In the records below, locate the line containing "canterbury logo in the photo above.", then output that line and all later lines exactly, through the last one.

* BEGIN *

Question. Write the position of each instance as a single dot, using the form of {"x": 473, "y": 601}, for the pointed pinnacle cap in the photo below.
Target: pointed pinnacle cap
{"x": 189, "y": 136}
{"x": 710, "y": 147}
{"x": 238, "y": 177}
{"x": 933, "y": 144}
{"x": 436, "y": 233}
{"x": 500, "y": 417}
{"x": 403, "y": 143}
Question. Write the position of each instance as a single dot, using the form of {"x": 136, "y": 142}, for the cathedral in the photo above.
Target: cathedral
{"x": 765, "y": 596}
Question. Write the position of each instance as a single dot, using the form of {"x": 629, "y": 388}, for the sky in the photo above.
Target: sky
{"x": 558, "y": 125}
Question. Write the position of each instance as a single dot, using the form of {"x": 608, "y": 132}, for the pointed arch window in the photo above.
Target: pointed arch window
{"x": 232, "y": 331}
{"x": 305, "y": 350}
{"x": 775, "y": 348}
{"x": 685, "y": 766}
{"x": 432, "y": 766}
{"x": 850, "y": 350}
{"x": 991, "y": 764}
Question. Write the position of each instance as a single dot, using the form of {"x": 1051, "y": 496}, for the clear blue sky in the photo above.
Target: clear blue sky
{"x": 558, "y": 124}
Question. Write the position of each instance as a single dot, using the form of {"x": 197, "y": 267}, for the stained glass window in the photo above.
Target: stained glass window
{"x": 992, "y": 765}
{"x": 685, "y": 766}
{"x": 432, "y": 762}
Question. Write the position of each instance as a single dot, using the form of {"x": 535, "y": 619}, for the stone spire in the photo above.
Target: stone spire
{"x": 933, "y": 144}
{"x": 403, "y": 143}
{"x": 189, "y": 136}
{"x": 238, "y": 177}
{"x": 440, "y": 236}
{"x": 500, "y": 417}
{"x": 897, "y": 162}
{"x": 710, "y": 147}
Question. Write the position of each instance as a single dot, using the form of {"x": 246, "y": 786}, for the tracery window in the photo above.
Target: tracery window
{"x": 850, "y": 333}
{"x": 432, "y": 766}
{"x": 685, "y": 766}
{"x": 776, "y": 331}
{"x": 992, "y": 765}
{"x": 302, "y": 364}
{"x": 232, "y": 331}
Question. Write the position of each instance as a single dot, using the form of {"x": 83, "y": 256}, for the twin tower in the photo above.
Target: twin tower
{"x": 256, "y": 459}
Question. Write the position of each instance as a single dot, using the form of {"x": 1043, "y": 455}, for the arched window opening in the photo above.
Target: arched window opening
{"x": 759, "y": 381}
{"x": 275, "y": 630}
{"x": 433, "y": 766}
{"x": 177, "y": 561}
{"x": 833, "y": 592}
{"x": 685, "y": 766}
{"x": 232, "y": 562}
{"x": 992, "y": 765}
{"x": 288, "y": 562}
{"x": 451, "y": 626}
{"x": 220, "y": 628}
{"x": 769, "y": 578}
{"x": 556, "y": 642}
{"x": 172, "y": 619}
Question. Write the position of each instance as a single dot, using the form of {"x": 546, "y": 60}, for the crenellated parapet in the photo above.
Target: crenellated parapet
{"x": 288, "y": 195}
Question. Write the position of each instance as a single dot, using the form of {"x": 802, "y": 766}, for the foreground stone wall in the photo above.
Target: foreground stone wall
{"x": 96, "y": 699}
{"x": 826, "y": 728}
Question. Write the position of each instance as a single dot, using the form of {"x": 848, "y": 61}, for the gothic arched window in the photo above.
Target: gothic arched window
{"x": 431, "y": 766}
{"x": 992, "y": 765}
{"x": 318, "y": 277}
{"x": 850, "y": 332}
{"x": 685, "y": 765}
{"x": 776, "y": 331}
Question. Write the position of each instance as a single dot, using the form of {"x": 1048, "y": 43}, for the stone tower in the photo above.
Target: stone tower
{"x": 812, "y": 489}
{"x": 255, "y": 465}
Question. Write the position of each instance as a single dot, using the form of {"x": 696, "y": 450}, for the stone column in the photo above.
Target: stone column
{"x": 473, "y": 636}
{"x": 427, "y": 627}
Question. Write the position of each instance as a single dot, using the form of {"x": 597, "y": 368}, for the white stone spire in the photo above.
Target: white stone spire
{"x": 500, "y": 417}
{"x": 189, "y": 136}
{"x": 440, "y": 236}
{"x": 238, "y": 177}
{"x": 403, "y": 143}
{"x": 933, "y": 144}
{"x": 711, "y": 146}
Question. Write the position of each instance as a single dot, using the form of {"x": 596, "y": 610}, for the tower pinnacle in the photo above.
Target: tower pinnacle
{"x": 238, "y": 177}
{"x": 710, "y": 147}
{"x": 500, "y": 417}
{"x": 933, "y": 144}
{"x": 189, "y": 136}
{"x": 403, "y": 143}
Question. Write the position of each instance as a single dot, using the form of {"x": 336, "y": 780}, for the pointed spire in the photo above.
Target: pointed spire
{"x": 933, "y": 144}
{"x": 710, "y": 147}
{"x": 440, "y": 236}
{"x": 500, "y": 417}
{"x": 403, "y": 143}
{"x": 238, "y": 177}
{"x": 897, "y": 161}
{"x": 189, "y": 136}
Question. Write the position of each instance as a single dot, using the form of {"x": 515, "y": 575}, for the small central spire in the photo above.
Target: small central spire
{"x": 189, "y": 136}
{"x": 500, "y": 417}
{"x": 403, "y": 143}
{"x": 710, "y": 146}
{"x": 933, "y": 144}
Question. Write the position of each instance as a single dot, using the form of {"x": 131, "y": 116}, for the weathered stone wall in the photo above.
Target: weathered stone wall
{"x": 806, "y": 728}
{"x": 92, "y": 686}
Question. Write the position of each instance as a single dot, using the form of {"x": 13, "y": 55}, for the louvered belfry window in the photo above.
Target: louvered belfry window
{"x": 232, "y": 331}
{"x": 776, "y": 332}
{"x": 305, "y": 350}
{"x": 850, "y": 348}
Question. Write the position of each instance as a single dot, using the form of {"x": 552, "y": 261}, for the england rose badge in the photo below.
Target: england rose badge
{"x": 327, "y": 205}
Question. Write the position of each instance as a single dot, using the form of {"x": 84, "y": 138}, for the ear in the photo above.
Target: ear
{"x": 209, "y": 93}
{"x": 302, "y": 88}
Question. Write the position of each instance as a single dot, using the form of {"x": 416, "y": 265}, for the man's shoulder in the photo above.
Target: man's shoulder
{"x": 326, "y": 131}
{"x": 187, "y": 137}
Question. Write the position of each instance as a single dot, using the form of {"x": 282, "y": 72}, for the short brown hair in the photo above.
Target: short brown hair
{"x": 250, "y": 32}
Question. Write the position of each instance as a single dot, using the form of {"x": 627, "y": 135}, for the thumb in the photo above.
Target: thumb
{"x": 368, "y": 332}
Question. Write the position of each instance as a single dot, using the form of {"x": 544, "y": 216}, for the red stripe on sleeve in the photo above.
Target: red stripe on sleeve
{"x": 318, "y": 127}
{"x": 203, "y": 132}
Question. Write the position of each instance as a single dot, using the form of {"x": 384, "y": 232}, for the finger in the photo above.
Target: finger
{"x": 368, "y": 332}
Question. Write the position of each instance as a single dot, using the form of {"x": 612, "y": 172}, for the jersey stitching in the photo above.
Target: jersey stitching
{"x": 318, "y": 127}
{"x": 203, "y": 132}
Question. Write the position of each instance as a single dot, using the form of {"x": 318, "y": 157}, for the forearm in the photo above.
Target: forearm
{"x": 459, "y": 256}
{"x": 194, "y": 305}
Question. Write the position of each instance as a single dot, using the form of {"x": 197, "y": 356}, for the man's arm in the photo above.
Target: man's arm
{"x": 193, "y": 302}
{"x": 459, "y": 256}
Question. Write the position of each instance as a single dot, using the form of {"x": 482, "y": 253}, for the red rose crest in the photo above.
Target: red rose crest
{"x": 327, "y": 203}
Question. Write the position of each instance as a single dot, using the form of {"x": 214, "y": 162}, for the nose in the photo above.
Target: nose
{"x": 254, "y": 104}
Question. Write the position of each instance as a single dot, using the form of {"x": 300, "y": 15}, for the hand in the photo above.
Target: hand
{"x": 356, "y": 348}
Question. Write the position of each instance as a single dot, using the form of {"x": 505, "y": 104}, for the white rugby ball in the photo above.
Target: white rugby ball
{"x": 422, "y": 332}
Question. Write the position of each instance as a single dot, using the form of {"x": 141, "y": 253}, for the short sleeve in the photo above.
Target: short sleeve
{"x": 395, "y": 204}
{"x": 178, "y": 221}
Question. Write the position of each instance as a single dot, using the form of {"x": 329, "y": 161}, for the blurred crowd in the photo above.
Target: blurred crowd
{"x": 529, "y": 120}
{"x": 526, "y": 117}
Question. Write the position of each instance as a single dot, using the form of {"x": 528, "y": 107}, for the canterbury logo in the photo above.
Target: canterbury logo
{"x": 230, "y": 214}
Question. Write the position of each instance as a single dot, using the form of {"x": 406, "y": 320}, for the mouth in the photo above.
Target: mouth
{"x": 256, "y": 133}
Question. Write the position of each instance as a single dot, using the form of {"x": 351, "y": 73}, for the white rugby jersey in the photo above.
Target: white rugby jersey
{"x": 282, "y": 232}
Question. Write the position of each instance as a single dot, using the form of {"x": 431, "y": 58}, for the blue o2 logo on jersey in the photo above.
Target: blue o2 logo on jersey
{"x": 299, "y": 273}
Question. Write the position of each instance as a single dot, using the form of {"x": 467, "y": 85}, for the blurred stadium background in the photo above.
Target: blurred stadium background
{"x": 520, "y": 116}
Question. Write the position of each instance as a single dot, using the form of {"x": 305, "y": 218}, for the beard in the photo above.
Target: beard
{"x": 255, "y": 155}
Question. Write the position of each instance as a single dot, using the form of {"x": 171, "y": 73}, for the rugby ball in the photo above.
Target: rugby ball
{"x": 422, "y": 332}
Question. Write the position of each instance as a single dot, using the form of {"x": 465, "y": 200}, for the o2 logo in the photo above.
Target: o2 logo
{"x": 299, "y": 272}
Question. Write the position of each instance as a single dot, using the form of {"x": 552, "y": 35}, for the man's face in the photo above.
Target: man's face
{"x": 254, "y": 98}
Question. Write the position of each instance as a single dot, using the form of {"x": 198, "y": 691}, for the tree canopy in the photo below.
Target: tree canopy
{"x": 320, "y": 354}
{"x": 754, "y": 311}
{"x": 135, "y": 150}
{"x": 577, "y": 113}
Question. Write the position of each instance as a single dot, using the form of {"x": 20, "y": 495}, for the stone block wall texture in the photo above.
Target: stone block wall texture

* END *

SOLVED PROBLEM:
Question. Write the position of each instance as a single dot, using the form of {"x": 528, "y": 107}, for the canterbury logo in the photo above.
Target: canterbury logo
{"x": 230, "y": 214}
Question. Write the position of each instance as a single dot, using the form of {"x": 406, "y": 320}, for the mouth in the photo above.
Target: mouth
{"x": 256, "y": 133}
Question. Write the position of each instance as a single dot, using the form of {"x": 351, "y": 73}, for the white rugby jersey in the photo above.
Target: white rugby jersey
{"x": 282, "y": 232}
Question. Write the position of each instance as a single dot, using the form of {"x": 431, "y": 58}, for the blue o2 logo on jersey in the photo above.
Target: blue o2 logo on jersey
{"x": 299, "y": 273}
Question. Write the position of each instance as a single dot, using the form of {"x": 467, "y": 85}, for the blurred stadium background in the photo above.
Target: blurred stadium background
{"x": 520, "y": 116}
Question. Write the position of each instance as a single dot, using the form of {"x": 305, "y": 218}, for the beard in the photo above.
Target: beard
{"x": 255, "y": 155}
Question. Write the position of each instance as a single dot, using the form of {"x": 171, "y": 73}, for the rugby ball in the photo above.
Target: rugby ball
{"x": 422, "y": 332}
Question. Write the position of each instance as a single dot, using the form of {"x": 465, "y": 200}, for the o2 logo in the photo above.
Target: o2 logo
{"x": 299, "y": 272}
Question. Write the position of each instance as a single dot, using the form of {"x": 552, "y": 35}, for the man's face in the photo above.
Target: man's face
{"x": 254, "y": 98}
Question. Write the position of each instance as a single dot, using the form of {"x": 198, "y": 691}, for the tree canopy in the photo below.
Target: tree canopy
{"x": 320, "y": 354}
{"x": 754, "y": 311}
{"x": 135, "y": 150}
{"x": 577, "y": 113}
Question. Write the position of each instance as a single dot, using the form of {"x": 20, "y": 495}, for the stone block wall texture in the photo above.
Target: stone block wall texture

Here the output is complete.